## Task instructions
[1] Translate this sentence from the thread on T5 inference into Spanish: "We are also willing to take a bit of an accuracy hit."
[2] Give the username of every person who posted a comment in the thread on T5 inference.

## Supplied text
·····

Comments

You must log in or register to comment.

nikola-b t1_j9mdw5s wrote

Might not be what you want, but you can use our hosted flan-t5 models at deepinfra.com. This way you can just call them as API. Even flan-t5-xxl. Disclaimer I work at Deep Infra.

1

guillaumekln t1_j9nfl9t wrote

You can also check out the CTranslate2 library which supports efficient inference of T5 models, including 8-bit quantization on CPU and GPU. There is a usage example in the documentation.

Disclaimer: I’m the author of CTranslate2.

5

machineko t1_ja4jubd wrote

Inference acceleration involves model accuracy / latency / cost trade-offs and also how much $ and time you are willing to spend to speed things up. Is your goal to achieve real-time? Can you do it while taking 2-3% accuracy hits? What compute resource is the model going to run on? On the cloud and you have access to any GPUs? For example, certain inference optimization techniques will only run on newer and more expensive GPUs.

For example, for highly scalable and low-latency deployment, you'd probably want to do model compression. And once you have a compressed model, you can optimize inference using TensorRT and/or other compilers/kernel libraries. Happy to share more thoughts, feel free to reply here or DM me with more details.

1

_learn_faster_ OP t1_ja6zovh wrote

We have GPUs (e.g. A100) but can only use 1 GPU per request (not multi-gpu). We are also willing to take a bit of an accuracy hit.

Let me know what you think would be best for us?

When you say compression do you mean things like pruning and distillation?

1

·····

Dataset entries

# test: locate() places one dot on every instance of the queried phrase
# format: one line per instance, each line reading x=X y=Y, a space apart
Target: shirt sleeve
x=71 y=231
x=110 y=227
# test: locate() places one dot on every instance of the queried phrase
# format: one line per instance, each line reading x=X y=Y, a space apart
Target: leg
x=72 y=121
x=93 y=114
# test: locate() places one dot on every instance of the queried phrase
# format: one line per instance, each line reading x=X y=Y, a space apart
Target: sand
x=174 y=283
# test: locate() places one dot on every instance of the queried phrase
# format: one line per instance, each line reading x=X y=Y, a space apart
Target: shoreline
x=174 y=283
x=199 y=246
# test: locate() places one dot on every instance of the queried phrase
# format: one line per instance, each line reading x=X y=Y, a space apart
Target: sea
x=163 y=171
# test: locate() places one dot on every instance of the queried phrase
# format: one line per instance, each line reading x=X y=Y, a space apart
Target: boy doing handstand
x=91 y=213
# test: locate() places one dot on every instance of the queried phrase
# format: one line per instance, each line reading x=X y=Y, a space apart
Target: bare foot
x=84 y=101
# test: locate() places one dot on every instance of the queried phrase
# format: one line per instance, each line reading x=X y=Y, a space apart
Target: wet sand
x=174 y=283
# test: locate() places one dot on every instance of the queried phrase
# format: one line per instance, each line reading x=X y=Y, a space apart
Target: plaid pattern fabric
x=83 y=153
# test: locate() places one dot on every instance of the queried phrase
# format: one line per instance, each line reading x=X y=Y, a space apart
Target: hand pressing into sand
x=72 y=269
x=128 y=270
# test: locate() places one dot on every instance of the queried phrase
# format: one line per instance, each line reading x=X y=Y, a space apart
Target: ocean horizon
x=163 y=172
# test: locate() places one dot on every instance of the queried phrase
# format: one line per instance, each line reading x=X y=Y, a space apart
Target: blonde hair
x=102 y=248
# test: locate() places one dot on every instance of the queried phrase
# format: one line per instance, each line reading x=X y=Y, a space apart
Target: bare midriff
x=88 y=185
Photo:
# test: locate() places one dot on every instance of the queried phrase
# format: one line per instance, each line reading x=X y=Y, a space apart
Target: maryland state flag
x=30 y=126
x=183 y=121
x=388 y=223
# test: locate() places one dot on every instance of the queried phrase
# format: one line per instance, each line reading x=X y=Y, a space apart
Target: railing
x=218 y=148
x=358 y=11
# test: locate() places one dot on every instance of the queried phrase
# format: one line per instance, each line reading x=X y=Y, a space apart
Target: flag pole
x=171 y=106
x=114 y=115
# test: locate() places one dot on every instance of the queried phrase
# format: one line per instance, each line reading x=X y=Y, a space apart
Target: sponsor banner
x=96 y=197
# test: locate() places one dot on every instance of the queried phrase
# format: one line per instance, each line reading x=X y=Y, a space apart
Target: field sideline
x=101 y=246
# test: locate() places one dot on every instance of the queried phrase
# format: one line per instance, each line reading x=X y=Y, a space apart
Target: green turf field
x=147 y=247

·····

## Problem solutions
[1] También estamos dispuestos a aceptar una pequeña pérdida de precisión.

[2]
- nikola-b
- guillaumekln
- machineko
- _learn_faster_